> _Document segment_:
The system operates using a Hardware-Software (HW/SW) co-design architecture to prevent overpopulating the silicon area with complex, non-critical control components. Computationally heavy genetic operations such as fitness calculation, tournament selection, and cross-over are partitioned into software.

Conversely, the high-throughput, event-driven data paths are implemented strictly in hardware. The hardware accelerator utilizes a Leaky Integrate-and-Fire (LIF) neuron model and consists of a Rate Encoder to convert real-valued inputs into spike trains, an Inference Unit (featuring a Network-on-Chip and banked neuron arrays), and an Evolutionary State Manager to handle the learning loops.

High-Level Design Diagram

High-Level Design Diagram

Figure 1: High-level architecture of the on-chip online learning neuromorphic accelerator.

Experiment Setup and Implementation

To evaluate the partitioned EONS architecture, a comprehensive hardware-software co-simulation methodology was established. Verilator was utilized to perform cycle-accurate co-simulations. The core event-driven components were implemented at the Register-Transfer Level (RTL) and seamlessly interfaced with the software-designated evolutionary components written natively in C++.

> _Study questions_:
**a)** Name the components that make up the hardware accelerator in the passage on the neuromorphic accelerator.
**b)** Carry on the passage on the neuromorphic accelerator from its final sentence.

> _Provided data_:
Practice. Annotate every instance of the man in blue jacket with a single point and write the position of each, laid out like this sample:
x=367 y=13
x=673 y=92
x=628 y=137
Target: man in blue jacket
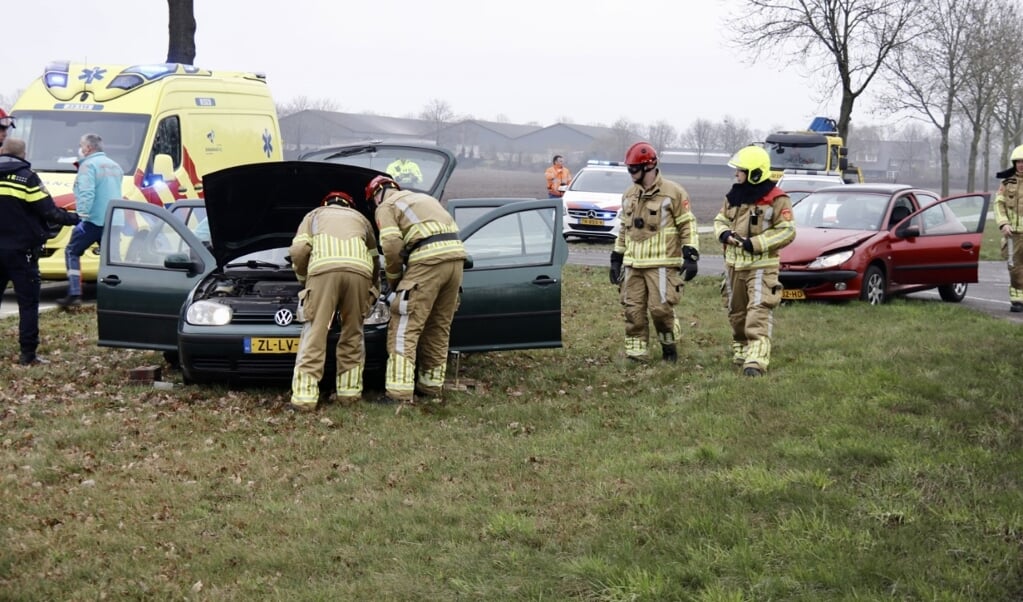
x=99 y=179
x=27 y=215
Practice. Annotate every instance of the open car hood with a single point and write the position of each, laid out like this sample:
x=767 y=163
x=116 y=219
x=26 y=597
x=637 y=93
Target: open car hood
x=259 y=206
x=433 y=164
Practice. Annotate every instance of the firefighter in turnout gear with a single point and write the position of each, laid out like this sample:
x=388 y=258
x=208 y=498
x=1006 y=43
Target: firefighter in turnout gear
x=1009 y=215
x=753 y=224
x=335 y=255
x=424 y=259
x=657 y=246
...
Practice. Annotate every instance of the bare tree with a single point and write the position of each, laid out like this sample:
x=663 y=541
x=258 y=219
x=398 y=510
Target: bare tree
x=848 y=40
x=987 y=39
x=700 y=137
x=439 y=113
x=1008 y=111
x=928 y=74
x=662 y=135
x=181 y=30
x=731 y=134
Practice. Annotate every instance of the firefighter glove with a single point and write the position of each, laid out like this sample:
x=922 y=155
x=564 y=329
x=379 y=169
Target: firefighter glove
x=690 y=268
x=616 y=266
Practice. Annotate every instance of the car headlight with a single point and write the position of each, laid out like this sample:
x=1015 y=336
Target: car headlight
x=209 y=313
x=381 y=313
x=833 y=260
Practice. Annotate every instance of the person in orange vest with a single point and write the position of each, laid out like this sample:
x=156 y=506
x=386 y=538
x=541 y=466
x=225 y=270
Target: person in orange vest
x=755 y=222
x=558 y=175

> _Expected outputs_:
**a)**
Rate Encoder
Inference Unit
Evolutionary State Manager

**b)**
The accelerator was benchmarked using the standard MNIST handwritten digit dataset using a rate-coding scheme. To calculate fitness efficiently, the C++ Inference Controller dynamically samples a representative subset (10%) of the total dataset for manual testing. Over a defined number of generations, the C++ Cross-Over unit generates new network parameters that are continually written back to the hardware Neuron Arrays.

Accelerator Design Diagram

Accelerator Design Diagram

Figure 2: Detailed microarchitecture of the neuromorphic hardware accelerator.

Results and Analysis

The system was evaluated primarily on classification accuracy to determine its viability for resource-constrained edge systems.

In initial software-only algorithmic simulations, the dynamically evolved EONS network bypassed the traditional STDP performance ceiling, achieving a superior classification accuracy of 95% (compared to the 87.4% baseline of trace-based STDP). However, during the cycle-accurate Verilator co-simulation of the RTL implementation, the HW/SW architecture achieved a peak accuracy of 71%. This accuracy drop is attributed to strict bit-width quantization (specifically within the 8-to-32 bit extender), limited accumulator resolution, and precision loss when truncating weights generated by the software crossover unit.

Accuracy Results

Accuracy Result 1

Figure 3: Software accuracy comparison against existing systems.

Accuracy Result 2

Figure 4: Hardware accuracy comparison against existing systems.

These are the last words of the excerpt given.